==== DATA RECORDS ====
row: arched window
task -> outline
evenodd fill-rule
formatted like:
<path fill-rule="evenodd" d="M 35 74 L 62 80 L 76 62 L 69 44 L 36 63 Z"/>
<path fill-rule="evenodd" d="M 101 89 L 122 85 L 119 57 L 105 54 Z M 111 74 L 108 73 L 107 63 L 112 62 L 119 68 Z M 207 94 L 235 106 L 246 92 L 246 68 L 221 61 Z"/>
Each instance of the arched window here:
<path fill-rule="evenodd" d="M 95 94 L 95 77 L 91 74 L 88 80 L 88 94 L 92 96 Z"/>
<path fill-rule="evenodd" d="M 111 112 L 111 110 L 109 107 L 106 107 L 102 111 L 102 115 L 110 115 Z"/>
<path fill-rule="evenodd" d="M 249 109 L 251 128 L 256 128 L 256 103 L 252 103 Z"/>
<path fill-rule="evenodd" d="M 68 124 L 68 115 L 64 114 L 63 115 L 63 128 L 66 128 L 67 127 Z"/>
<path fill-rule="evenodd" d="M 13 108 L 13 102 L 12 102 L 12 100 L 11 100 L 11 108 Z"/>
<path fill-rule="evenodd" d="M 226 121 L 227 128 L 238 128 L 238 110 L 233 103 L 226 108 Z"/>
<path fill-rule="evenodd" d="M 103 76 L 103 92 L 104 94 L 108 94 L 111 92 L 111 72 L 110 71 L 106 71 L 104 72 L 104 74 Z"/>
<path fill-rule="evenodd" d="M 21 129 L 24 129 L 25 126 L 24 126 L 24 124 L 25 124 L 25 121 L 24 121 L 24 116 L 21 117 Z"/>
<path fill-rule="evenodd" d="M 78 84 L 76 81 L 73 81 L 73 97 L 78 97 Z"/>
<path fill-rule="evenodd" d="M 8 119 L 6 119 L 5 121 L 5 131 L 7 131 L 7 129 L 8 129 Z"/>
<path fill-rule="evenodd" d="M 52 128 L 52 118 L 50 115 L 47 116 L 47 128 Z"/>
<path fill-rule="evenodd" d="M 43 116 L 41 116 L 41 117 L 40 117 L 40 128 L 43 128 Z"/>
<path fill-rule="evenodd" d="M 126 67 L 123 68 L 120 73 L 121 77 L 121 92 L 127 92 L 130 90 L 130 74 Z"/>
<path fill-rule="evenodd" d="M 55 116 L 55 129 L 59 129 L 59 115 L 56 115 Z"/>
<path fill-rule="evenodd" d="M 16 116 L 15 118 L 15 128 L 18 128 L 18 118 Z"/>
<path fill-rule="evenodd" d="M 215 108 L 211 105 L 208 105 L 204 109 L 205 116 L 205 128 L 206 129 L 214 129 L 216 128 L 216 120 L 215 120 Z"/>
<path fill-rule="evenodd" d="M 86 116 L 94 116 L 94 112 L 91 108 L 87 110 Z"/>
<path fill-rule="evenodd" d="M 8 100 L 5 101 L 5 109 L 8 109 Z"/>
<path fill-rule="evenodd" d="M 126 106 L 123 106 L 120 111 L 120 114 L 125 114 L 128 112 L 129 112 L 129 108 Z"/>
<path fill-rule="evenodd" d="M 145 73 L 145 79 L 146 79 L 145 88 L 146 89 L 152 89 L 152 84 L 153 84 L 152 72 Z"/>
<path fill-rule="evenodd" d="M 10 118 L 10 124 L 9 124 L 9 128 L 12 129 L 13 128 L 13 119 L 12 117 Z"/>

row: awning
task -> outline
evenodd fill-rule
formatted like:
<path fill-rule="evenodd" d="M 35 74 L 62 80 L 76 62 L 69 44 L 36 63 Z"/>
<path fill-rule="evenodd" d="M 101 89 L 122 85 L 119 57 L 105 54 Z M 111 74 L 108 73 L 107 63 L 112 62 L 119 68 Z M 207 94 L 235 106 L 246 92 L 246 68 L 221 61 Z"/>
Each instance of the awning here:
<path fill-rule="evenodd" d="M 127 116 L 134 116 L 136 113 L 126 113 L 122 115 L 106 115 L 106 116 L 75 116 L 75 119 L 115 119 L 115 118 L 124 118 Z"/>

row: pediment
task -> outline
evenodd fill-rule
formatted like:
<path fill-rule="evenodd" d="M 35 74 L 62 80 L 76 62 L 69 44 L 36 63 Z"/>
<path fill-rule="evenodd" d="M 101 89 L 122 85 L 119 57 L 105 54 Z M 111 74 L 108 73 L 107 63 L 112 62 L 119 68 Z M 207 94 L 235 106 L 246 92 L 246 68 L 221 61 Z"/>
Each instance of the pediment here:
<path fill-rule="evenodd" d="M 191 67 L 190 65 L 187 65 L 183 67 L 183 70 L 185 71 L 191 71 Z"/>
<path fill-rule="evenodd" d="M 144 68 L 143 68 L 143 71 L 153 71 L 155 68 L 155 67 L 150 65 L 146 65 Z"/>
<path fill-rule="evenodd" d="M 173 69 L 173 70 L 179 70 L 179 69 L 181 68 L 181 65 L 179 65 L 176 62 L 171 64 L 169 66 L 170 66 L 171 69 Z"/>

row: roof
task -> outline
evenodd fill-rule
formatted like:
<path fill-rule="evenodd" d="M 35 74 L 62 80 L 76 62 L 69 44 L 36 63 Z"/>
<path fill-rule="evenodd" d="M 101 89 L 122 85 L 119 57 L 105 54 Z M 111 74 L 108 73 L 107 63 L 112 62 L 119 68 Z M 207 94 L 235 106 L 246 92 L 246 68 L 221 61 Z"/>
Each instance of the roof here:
====
- [TASK STATEMENT]: Rewrite all of the records, replacing every "formatted like" with "written in the form" and leaving everything else unchanged.

- [EXERCISE SOLUTION]:
row: arched window
task -> outline
evenodd fill-rule
written in the form:
<path fill-rule="evenodd" d="M 35 74 L 62 80 L 76 62 L 69 44 L 36 63 Z"/>
<path fill-rule="evenodd" d="M 101 89 L 122 85 L 119 57 L 105 54 Z M 111 74 L 108 73 L 107 63 L 112 62 L 119 68 Z M 207 94 L 235 106 L 246 92 L 246 68 L 221 61 Z"/>
Each instance of the arched window here:
<path fill-rule="evenodd" d="M 95 94 L 95 77 L 91 74 L 88 80 L 88 94 L 92 96 Z"/>
<path fill-rule="evenodd" d="M 111 112 L 111 110 L 109 107 L 106 107 L 102 111 L 102 115 L 110 115 Z"/>
<path fill-rule="evenodd" d="M 249 109 L 251 128 L 256 128 L 256 103 L 252 103 Z"/>
<path fill-rule="evenodd" d="M 68 124 L 68 115 L 64 114 L 63 115 L 63 128 L 66 128 L 67 127 Z"/>
<path fill-rule="evenodd" d="M 13 108 L 13 102 L 12 102 L 12 100 L 11 100 L 11 108 Z"/>
<path fill-rule="evenodd" d="M 226 121 L 227 128 L 238 128 L 238 110 L 233 103 L 226 108 Z"/>
<path fill-rule="evenodd" d="M 103 76 L 103 92 L 104 94 L 108 94 L 111 92 L 111 72 L 110 71 L 106 71 L 104 72 L 104 74 Z"/>
<path fill-rule="evenodd" d="M 21 129 L 24 129 L 25 126 L 24 126 L 24 124 L 25 124 L 25 121 L 24 121 L 24 116 L 21 117 Z"/>
<path fill-rule="evenodd" d="M 78 84 L 76 81 L 73 81 L 73 97 L 78 97 Z"/>
<path fill-rule="evenodd" d="M 8 119 L 6 119 L 5 121 L 5 131 L 7 131 L 7 129 L 8 129 Z"/>
<path fill-rule="evenodd" d="M 52 128 L 52 118 L 50 115 L 47 116 L 47 128 Z"/>
<path fill-rule="evenodd" d="M 43 116 L 41 116 L 41 117 L 40 117 L 40 128 L 43 128 Z"/>
<path fill-rule="evenodd" d="M 126 67 L 123 68 L 120 73 L 121 77 L 121 92 L 127 92 L 130 90 L 130 74 Z"/>
<path fill-rule="evenodd" d="M 55 116 L 55 129 L 59 129 L 59 115 L 56 115 Z"/>
<path fill-rule="evenodd" d="M 16 116 L 15 118 L 15 128 L 18 128 L 18 118 Z"/>
<path fill-rule="evenodd" d="M 215 108 L 211 105 L 208 105 L 204 109 L 205 116 L 205 128 L 206 129 L 214 129 L 216 128 L 216 120 L 215 120 Z"/>
<path fill-rule="evenodd" d="M 86 116 L 94 116 L 94 112 L 91 108 L 87 110 Z"/>
<path fill-rule="evenodd" d="M 8 100 L 5 101 L 5 109 L 8 109 Z"/>
<path fill-rule="evenodd" d="M 126 106 L 123 106 L 120 111 L 120 114 L 125 114 L 128 112 L 129 112 L 129 108 Z"/>
<path fill-rule="evenodd" d="M 145 73 L 145 79 L 146 79 L 145 88 L 146 89 L 152 89 L 152 84 L 153 84 L 152 72 Z"/>
<path fill-rule="evenodd" d="M 10 118 L 10 124 L 9 124 L 9 128 L 12 129 L 13 128 L 13 119 L 12 117 Z"/>

row: awning
task -> outline
evenodd fill-rule
written in the form:
<path fill-rule="evenodd" d="M 35 74 L 62 80 L 76 62 L 69 44 L 36 63 Z"/>
<path fill-rule="evenodd" d="M 101 89 L 122 85 L 119 57 L 105 54 Z M 111 74 L 108 73 L 107 63 L 112 62 L 119 68 Z M 207 94 L 235 106 L 246 92 L 246 68 L 221 61 Z"/>
Each instance of the awning here:
<path fill-rule="evenodd" d="M 127 116 L 134 116 L 136 113 L 126 113 L 122 115 L 106 115 L 106 116 L 75 116 L 75 119 L 115 119 L 115 118 L 124 118 Z"/>

row: pediment
task -> outline
evenodd fill-rule
written in the form:
<path fill-rule="evenodd" d="M 35 74 L 62 80 L 76 62 L 69 44 L 36 63 Z"/>
<path fill-rule="evenodd" d="M 101 89 L 122 85 L 119 57 L 105 54 Z M 111 74 L 108 73 L 107 63 L 112 62 L 119 68 Z M 207 94 L 235 106 L 246 92 L 246 68 L 221 61 Z"/>
Each instance of the pediment here:
<path fill-rule="evenodd" d="M 191 67 L 190 65 L 187 65 L 183 67 L 183 70 L 185 71 L 191 71 Z"/>
<path fill-rule="evenodd" d="M 144 68 L 143 68 L 143 71 L 153 71 L 155 68 L 155 67 L 150 65 L 146 65 Z"/>
<path fill-rule="evenodd" d="M 173 69 L 173 70 L 179 70 L 179 69 L 181 68 L 181 65 L 179 65 L 176 62 L 171 64 L 169 66 L 170 66 L 171 69 Z"/>

row: roof
task -> outline
evenodd fill-rule
written in the form:
<path fill-rule="evenodd" d="M 35 74 L 62 80 L 76 62 L 69 44 L 36 63 Z"/>
<path fill-rule="evenodd" d="M 101 89 L 122 85 L 119 57 L 105 54 Z M 111 74 L 108 73 L 107 63 L 112 62 L 119 68 Z M 207 94 L 235 106 L 246 92 L 246 68 L 221 61 Z"/>
Each instance of the roof here:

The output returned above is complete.